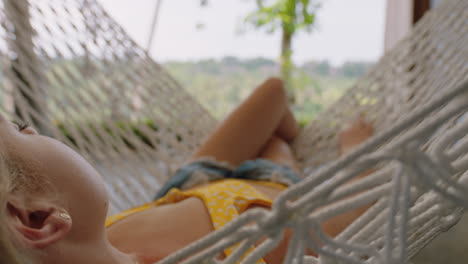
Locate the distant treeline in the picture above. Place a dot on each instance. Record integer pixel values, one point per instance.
(221, 84)
(230, 64)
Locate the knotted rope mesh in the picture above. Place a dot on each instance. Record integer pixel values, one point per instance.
(70, 70)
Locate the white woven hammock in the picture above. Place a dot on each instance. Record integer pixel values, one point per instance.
(69, 69)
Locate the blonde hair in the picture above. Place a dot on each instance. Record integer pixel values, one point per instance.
(10, 252)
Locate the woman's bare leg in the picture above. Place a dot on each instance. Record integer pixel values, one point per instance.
(243, 134)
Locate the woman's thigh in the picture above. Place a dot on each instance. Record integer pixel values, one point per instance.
(246, 130)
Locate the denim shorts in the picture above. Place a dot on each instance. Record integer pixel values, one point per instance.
(203, 171)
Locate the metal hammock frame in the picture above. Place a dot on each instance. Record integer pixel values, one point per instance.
(72, 71)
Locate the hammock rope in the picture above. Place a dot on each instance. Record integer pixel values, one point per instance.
(72, 71)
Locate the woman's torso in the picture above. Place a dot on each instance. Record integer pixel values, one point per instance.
(157, 232)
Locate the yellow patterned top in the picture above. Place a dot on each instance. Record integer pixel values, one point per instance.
(225, 200)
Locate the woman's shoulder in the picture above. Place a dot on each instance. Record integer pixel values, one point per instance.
(166, 228)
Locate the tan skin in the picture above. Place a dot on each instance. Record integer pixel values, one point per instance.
(260, 127)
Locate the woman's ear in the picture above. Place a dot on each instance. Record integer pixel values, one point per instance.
(39, 225)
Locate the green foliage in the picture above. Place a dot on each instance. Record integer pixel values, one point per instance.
(234, 80)
(288, 15)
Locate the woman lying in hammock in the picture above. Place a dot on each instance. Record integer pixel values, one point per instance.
(54, 204)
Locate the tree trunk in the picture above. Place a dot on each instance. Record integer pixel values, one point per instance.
(286, 63)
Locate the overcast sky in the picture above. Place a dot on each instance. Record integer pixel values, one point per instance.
(345, 30)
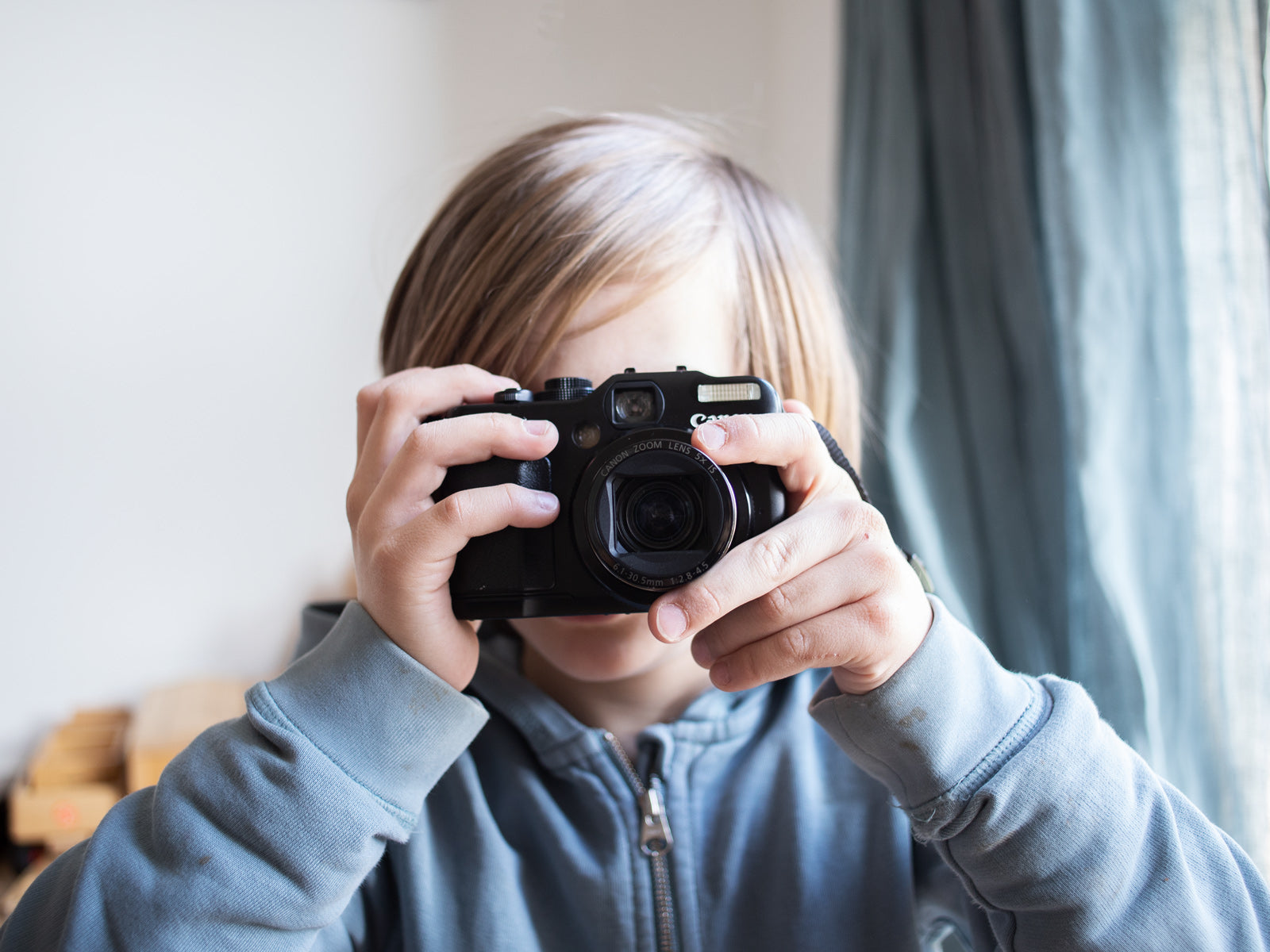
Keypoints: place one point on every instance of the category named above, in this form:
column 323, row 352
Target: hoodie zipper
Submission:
column 654, row 842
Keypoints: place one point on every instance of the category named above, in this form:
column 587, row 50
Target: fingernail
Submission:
column 672, row 622
column 722, row 674
column 711, row 437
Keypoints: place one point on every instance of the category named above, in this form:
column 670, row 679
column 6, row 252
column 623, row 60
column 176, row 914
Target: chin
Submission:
column 611, row 647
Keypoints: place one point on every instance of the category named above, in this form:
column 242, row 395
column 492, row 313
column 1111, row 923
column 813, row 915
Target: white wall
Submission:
column 202, row 209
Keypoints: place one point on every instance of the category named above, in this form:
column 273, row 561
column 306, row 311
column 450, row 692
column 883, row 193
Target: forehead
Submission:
column 690, row 321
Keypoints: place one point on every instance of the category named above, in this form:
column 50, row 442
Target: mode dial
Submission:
column 514, row 397
column 567, row 389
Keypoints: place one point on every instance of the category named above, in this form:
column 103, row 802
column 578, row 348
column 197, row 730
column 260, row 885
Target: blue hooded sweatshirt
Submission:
column 365, row 804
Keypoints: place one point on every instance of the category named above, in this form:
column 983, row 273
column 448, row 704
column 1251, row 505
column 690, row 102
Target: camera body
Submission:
column 641, row 511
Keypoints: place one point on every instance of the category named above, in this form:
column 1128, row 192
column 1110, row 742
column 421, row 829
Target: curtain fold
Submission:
column 1054, row 238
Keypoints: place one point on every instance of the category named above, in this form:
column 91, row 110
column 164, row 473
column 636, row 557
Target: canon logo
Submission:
column 698, row 419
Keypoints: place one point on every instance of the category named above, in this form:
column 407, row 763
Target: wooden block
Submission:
column 87, row 749
column 167, row 720
column 63, row 816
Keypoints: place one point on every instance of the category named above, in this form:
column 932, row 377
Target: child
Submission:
column 641, row 781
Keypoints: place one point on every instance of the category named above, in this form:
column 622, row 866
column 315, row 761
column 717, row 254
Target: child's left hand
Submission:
column 826, row 588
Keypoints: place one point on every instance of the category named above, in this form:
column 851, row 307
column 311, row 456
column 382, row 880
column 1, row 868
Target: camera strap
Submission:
column 841, row 460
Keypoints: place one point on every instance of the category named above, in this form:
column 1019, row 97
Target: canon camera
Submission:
column 641, row 511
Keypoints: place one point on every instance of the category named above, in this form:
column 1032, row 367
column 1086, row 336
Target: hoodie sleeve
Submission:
column 1053, row 824
column 260, row 835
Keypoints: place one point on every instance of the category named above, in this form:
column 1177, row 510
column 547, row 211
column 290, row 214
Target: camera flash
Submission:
column 727, row 393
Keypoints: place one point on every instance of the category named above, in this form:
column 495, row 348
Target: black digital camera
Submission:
column 641, row 511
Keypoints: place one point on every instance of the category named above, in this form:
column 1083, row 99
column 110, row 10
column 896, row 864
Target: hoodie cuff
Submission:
column 383, row 717
column 943, row 724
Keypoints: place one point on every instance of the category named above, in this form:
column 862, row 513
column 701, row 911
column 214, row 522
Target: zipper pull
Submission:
column 654, row 835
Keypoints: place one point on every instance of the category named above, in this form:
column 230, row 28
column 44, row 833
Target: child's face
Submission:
column 689, row 323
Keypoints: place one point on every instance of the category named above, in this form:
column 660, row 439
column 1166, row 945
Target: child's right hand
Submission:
column 404, row 545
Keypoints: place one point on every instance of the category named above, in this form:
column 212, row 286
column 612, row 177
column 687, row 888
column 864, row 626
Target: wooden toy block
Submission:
column 168, row 719
column 71, row 781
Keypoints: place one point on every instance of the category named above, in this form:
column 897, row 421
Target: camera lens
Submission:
column 634, row 406
column 653, row 512
column 658, row 516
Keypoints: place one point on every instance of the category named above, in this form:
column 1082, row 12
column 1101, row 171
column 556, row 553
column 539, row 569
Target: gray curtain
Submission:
column 1054, row 240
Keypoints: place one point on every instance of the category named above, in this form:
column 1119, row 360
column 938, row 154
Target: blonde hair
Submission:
column 559, row 213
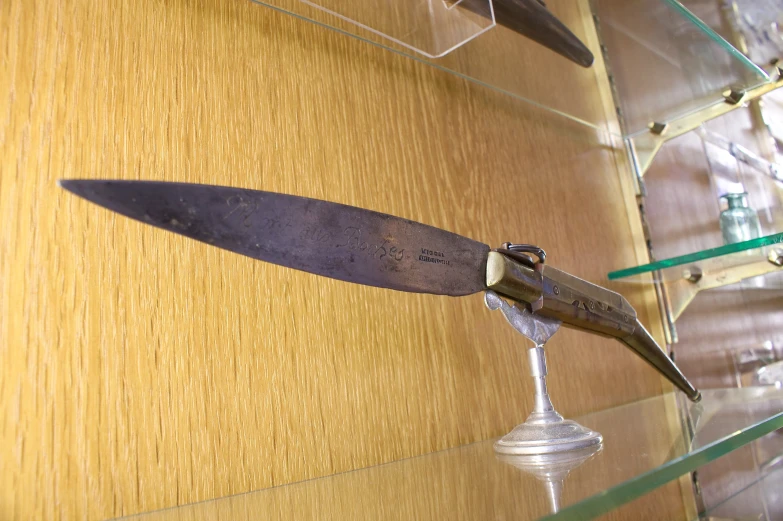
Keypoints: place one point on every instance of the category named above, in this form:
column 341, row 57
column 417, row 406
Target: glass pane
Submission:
column 652, row 44
column 730, row 255
column 666, row 62
column 643, row 448
column 431, row 27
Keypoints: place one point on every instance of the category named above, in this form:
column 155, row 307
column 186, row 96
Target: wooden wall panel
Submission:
column 140, row 370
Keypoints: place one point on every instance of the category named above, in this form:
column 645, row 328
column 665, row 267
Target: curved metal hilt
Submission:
column 533, row 327
column 519, row 252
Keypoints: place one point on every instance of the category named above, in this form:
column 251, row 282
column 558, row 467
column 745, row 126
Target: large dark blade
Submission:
column 532, row 19
column 329, row 239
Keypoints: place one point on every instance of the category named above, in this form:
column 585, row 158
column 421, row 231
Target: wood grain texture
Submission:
column 141, row 370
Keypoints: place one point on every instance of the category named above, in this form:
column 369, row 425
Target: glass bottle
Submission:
column 739, row 222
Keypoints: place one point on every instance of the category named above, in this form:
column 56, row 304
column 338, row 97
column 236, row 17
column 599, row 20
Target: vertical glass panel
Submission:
column 664, row 60
column 431, row 27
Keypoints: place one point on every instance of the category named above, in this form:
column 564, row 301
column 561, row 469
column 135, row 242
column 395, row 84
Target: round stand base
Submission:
column 536, row 437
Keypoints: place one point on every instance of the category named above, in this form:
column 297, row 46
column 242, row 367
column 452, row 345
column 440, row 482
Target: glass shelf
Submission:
column 664, row 61
column 644, row 448
column 722, row 258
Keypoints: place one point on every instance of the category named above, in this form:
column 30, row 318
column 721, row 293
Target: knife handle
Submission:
column 582, row 305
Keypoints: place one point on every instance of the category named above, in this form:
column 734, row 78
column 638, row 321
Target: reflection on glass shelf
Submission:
column 761, row 500
column 722, row 258
column 665, row 61
column 644, row 448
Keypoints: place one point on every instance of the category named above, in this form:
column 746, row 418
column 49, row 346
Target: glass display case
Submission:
column 639, row 455
column 452, row 37
column 669, row 72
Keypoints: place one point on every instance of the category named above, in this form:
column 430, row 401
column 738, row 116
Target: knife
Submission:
column 532, row 19
column 375, row 249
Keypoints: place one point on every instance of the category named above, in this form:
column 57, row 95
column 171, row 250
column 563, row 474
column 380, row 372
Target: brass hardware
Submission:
column 735, row 97
column 658, row 128
column 645, row 146
column 713, row 274
column 692, row 274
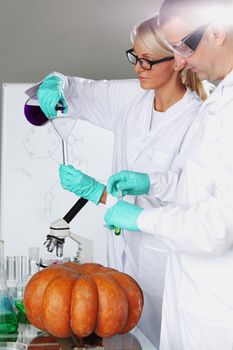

→ **TO DO**: Please count the lines of the data that contain the word "woman" and give only that number.

→ **ANSWER TO THIS TASK**: 6